Directions:
a – Could you retype the part of the G4 Insight technology text that runs from "G4 Insight's proprietary" to "and partial drying."?
b – Can you restate the G4 Insight technology paragraph beginning "Hydrogen Generation" more briefly, keeping its main facts?

Excerpt provided:
===============

Our Technology

G4 Insight's proprietary process PyroCatalytic Hydrogenation (PCH) uses fast pyrolysis rather than gasification of the biomass to generate a vapor from the solid phase. This fundamental difference enables a low temperature thermochemical process (Figure 1) consisting of the following components:

  1. Biomass Preparation – Forest biomass is prepared by cleaning, comminution, and partial drying.
  2. Hydropyrolysis – Biomass is vaporized in a pressurized hydrogen atmosphere by using a recirculating heating media to create a fast pyrolysis process. The generated vapors and aerosols are separated from the solid phase mixture of char and media. The char is further separated from the heating media for use in the reformer.
  3. Gas Conditioning – The pyrolysis vapors are catalytically converted into methane and steam in the presence of hydrogen gas. This is performed at catalyst temperatures below 650C and minimizes the formation of poly-aromatic hydrocarbons.
  4. Separation and Purification – the hot gases are cooled in a controlled process and the methane gas is separated and purified from the liquids and remaining hydrogen.
  5. Hydrogen Generation – A portion of the methane, water, and excess hydrogen is recirculated into a steam methane reformer to generate the hydrogen required for the hydropyrolyzer. The heat source for the endothermic reforming process is the combustion of the char generated in the pyrolysis process.

===============

Material provided:
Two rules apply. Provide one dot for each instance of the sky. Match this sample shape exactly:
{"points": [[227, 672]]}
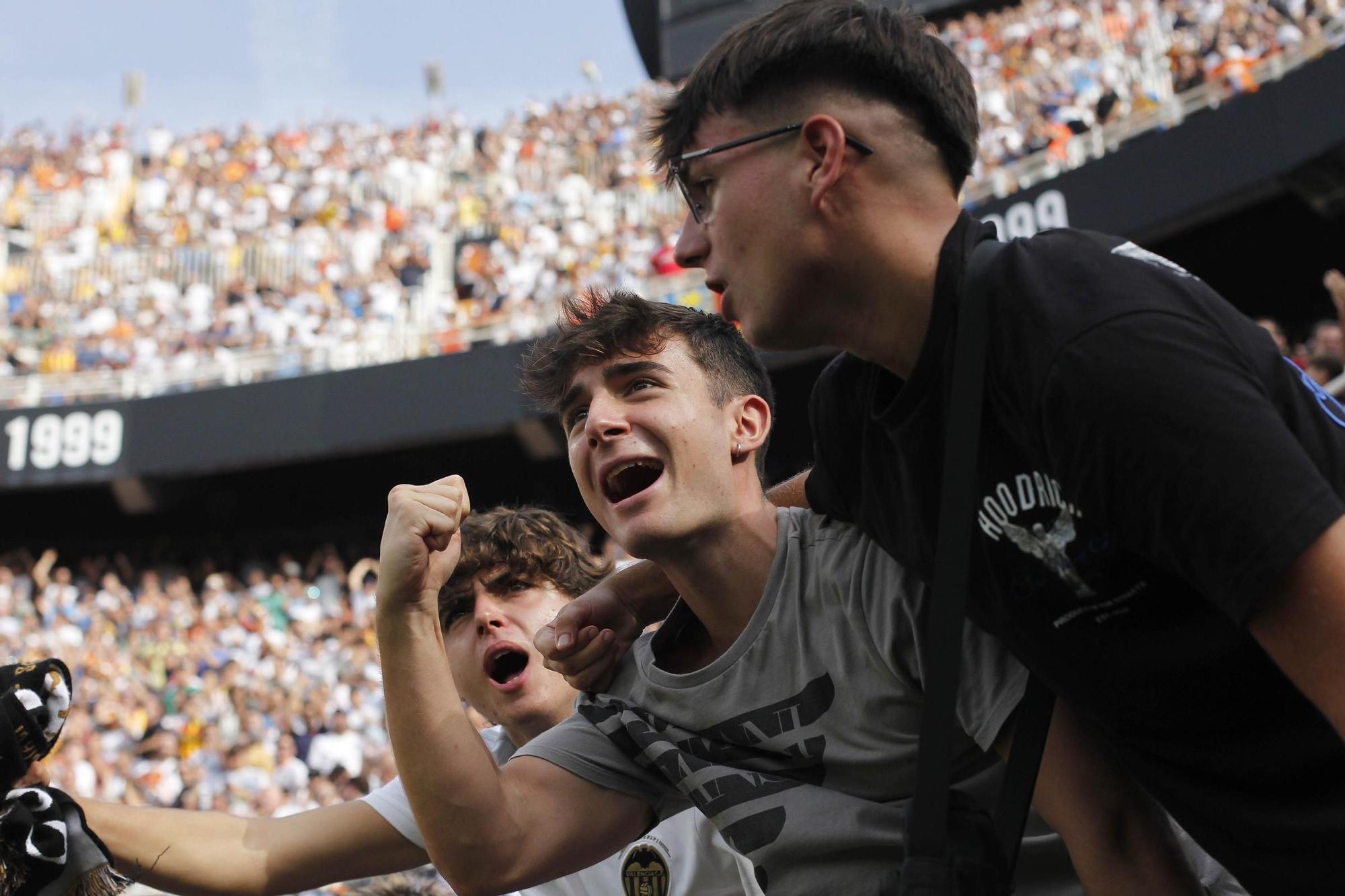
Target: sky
{"points": [[279, 63]]}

===============

Expected answers:
a –
G4 Insight's proprietary process PyroCatalytic Hydrogenation (PCH) uses fast pyrolysis rather than gasification of the biomass to generate a vapor from the solid phase. This fundamental difference enables a low temperature thermochemical process (Figure 1) consisting of the following components:

  1. Biomass Preparation – Forest biomass is prepared by cleaning, comminution, and partial drying.

b – Hydrogen Generation: Part of the methane, water, and excess hydrogen is fed back into a steam methane reformer, which produces the hydrogen the hydropyrolyzer needs. Burning the char from the pyrolysis process heats this endothermic reforming step.